**TRECHO DO TEXTO**:
^^^^
Porque ilustrar um texto sobre a Oficina de Música com a foto dos políticos que discursaram na abertura do evento? Porque mais adiante no texto eu vou jogar pra eles a responsabilidade das cobranças que vou fazer, e você vai entender caso tenha paciência de ler este texto até o fim.

A foto foi tirada durante o concerto de abertura do evento, sobre o qual eu escrevi uma crítica bastante negativa em meu blog pessoal. Críticas deste tipo sempre ferem suscetibilidades, e a minha não foi diferente.

Talvez tentando me redimir do que eu escrevi lá, ou melhor, tentando me fazer entender de maneira mais completa, vou desenvolver algumas idéias aqui. Inclusive, o título que dei ao texto é mais para chamar tua atenção leitor, do que exatamente uma indicação do que será tratado.

Porque eu não poderia fazer um balanço da Oficina de Música, afinal quase não assisti apresentações, não fiz nenhum curso e não conversei com ninguém que tenha feito. Olhei a programação no site, fiquei com vontade de ver algumas coisas, outras não fiquei. Estou de férias, viajei com a família neste meio tempo e etc.

Portanto, as percepções que tenho são bem distantes, mas não me impedem de pensar algumas coisas gerais sobre a relação entre a Oficina e a vida musical da cidade.
^^^^
**INFORMAÇÕES EXIBIDAS**:
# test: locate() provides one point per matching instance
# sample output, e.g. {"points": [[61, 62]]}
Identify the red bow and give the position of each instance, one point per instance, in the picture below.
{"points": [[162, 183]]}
^^^^
**ENUNCIADO**: Transcreva integralmente o trecho sobre a Oficina de Música, sem alterar nenhuma palavra. As linhas acima foram retiradas de outra fonte.

**RESOLUÇÃO**:
Porque ilustrar um texto sobre a Oficina de Música com a foto dos políticos que discursaram na abertura do evento? Porque mais adiante no texto eu vou jogar pra eles a responsabilidade das cobranças que vou fazer, e você vai entender caso tenha paciência de ler este texto até o fim.

A foto foi tirada durante o concerto de abertura do evento, sobre o qual eu escrevi uma crítica bastante negativa em meu blog pessoal. Críticas deste tipo sempre ferem suscetibilidades, e a minha não foi diferente.

Talvez tentando me redimir do que eu escrevi lá, ou melhor, tentando me fazer entender de maneira mais completa, vou desenvolver algumas idéias aqui. Inclusive, o título que dei ao texto é mais para chamar tua atenção leitor, do que exatamente uma indicação do que será tratado.

Porque eu não poderia fazer um balanço da Oficina de Música, afinal quase não assisti apresentações, não fiz nenhum curso e não conversei com ninguém que tenha feito. Olhei a programação no site, fiquei com vontade de ver algumas coisas, outras não fiquei. Estou de férias, viajei com a família neste meio tempo e etc.

Portanto, as percepções que tenho são bem distantes, mas não me impedem de pensar algumas coisas gerais sobre a relação entre a Oficina e a vida musical da cidade.